** Data to examine follows **

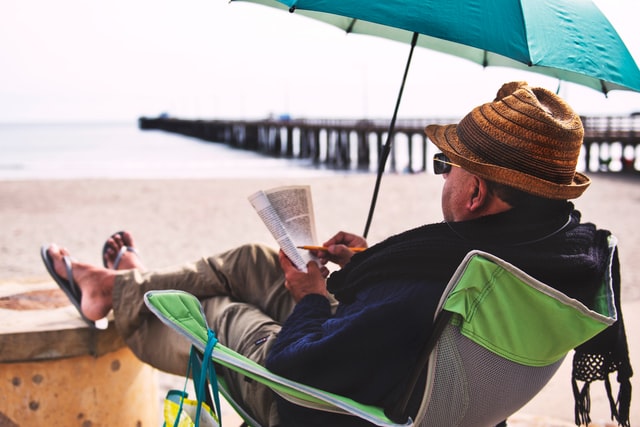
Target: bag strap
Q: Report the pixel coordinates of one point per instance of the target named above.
(203, 372)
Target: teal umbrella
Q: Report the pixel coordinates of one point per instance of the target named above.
(570, 40)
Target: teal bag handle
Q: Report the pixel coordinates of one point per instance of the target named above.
(203, 370)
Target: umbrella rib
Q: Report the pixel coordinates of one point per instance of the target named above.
(387, 146)
(351, 25)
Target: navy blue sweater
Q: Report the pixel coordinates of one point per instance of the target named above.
(388, 295)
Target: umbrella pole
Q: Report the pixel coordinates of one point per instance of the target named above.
(386, 149)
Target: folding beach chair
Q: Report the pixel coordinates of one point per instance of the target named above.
(500, 336)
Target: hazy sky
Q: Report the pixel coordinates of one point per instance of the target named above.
(89, 60)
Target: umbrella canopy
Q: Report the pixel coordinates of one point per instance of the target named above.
(569, 40)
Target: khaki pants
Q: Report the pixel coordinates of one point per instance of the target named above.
(245, 302)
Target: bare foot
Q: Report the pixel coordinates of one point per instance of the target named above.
(95, 283)
(120, 253)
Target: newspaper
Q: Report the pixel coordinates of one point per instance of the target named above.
(288, 214)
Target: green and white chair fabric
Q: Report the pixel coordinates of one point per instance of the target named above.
(503, 335)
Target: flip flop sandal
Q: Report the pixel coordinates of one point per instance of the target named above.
(69, 286)
(121, 252)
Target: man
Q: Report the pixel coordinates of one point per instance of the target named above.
(509, 169)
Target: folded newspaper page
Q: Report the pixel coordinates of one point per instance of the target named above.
(288, 214)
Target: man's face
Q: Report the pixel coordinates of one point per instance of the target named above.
(457, 192)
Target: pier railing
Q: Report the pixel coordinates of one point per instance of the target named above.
(611, 144)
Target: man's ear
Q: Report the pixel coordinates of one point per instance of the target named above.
(480, 194)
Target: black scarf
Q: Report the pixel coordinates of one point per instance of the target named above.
(552, 246)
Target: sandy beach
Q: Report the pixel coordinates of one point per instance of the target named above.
(179, 220)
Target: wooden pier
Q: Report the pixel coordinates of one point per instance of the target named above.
(611, 144)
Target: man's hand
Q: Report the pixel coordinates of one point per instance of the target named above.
(338, 248)
(300, 284)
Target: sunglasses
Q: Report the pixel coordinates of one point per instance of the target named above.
(442, 164)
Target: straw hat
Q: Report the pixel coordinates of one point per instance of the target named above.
(527, 138)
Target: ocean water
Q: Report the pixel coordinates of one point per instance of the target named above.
(122, 151)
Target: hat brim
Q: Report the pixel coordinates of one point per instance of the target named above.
(446, 139)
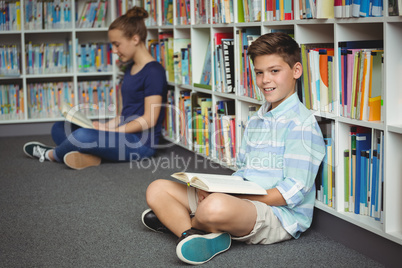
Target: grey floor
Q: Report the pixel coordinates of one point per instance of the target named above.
(52, 216)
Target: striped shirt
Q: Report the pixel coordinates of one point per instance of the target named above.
(283, 148)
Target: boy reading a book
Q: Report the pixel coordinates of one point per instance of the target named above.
(281, 150)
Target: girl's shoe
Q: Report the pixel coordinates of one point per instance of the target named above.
(36, 149)
(77, 160)
(197, 247)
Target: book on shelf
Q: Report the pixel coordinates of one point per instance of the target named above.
(325, 181)
(361, 72)
(219, 59)
(228, 65)
(207, 68)
(178, 45)
(11, 102)
(202, 13)
(346, 157)
(167, 12)
(219, 183)
(363, 172)
(318, 77)
(246, 86)
(75, 116)
(166, 54)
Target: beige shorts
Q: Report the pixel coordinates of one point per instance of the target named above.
(267, 229)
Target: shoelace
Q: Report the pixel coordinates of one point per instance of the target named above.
(39, 152)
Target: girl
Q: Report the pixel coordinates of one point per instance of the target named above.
(136, 132)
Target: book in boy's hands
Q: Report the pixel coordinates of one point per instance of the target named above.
(74, 116)
(220, 183)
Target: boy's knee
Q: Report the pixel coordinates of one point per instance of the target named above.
(212, 208)
(154, 190)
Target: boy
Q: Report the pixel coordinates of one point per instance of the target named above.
(281, 150)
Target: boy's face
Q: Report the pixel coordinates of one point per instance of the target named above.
(275, 78)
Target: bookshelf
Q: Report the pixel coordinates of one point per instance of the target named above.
(50, 50)
(201, 35)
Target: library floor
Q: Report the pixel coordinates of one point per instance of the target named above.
(52, 216)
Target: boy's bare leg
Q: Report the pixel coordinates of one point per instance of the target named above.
(169, 201)
(225, 213)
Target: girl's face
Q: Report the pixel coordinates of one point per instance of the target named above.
(121, 45)
(275, 78)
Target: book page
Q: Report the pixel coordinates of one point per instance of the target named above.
(222, 185)
(75, 116)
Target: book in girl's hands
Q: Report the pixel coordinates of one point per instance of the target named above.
(74, 116)
(220, 183)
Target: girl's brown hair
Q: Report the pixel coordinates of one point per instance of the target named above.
(132, 23)
(276, 43)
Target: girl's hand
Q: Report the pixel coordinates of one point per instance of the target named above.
(202, 195)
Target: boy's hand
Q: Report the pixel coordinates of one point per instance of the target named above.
(99, 126)
(202, 195)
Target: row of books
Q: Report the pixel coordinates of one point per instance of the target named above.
(169, 124)
(317, 80)
(361, 79)
(164, 53)
(183, 12)
(395, 7)
(11, 102)
(93, 14)
(249, 10)
(9, 60)
(182, 61)
(45, 99)
(167, 12)
(94, 57)
(222, 11)
(225, 132)
(96, 97)
(201, 12)
(364, 172)
(10, 16)
(123, 5)
(152, 7)
(47, 58)
(247, 85)
(204, 127)
(43, 14)
(224, 62)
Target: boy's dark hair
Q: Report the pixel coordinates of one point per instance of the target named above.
(132, 23)
(276, 43)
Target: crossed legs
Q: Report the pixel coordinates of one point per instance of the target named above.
(216, 212)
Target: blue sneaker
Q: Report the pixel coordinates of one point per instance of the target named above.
(197, 247)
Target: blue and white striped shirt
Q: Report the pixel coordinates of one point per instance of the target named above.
(283, 148)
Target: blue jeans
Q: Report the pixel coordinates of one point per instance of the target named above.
(111, 146)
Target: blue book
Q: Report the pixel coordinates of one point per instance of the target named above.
(207, 68)
(377, 7)
(356, 8)
(363, 143)
(365, 8)
(374, 184)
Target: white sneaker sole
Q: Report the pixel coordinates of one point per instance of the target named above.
(78, 161)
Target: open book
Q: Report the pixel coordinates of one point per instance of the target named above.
(220, 183)
(73, 115)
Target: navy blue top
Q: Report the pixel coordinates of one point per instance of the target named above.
(149, 81)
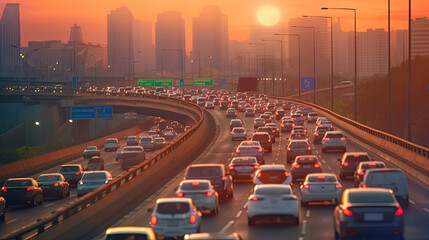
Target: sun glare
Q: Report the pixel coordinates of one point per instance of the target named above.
(268, 15)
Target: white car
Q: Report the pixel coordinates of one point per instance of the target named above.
(239, 133)
(321, 187)
(130, 233)
(272, 174)
(334, 140)
(202, 194)
(173, 217)
(272, 201)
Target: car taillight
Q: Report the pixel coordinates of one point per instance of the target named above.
(208, 194)
(192, 219)
(398, 211)
(153, 220)
(180, 194)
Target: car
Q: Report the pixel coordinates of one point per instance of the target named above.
(243, 168)
(286, 125)
(312, 117)
(361, 169)
(321, 187)
(319, 133)
(258, 122)
(202, 193)
(368, 212)
(92, 180)
(273, 126)
(147, 143)
(272, 174)
(122, 233)
(235, 123)
(95, 164)
(112, 144)
(132, 140)
(22, 191)
(390, 178)
(334, 140)
(296, 148)
(90, 152)
(175, 217)
(238, 133)
(72, 173)
(303, 165)
(231, 113)
(264, 139)
(54, 185)
(349, 162)
(216, 173)
(272, 201)
(213, 236)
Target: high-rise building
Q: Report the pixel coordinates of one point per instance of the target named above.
(10, 39)
(120, 49)
(420, 37)
(210, 39)
(76, 34)
(372, 52)
(144, 57)
(170, 48)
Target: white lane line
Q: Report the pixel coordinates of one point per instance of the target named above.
(227, 226)
(13, 220)
(47, 205)
(304, 227)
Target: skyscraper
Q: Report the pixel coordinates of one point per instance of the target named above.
(76, 34)
(210, 38)
(120, 50)
(10, 39)
(170, 48)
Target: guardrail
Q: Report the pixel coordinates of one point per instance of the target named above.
(423, 151)
(84, 202)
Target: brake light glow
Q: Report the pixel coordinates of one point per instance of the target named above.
(192, 219)
(153, 220)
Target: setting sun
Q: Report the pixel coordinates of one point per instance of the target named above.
(268, 15)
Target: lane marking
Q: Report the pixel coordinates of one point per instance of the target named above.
(227, 226)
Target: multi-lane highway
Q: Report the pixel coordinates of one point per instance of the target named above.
(316, 221)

** End of Data to examine **

Task details: Search the data for the string "chair" and copy out every line where it is found.

Written reply:
Target: folding beach chair
Target: green and white chair fabric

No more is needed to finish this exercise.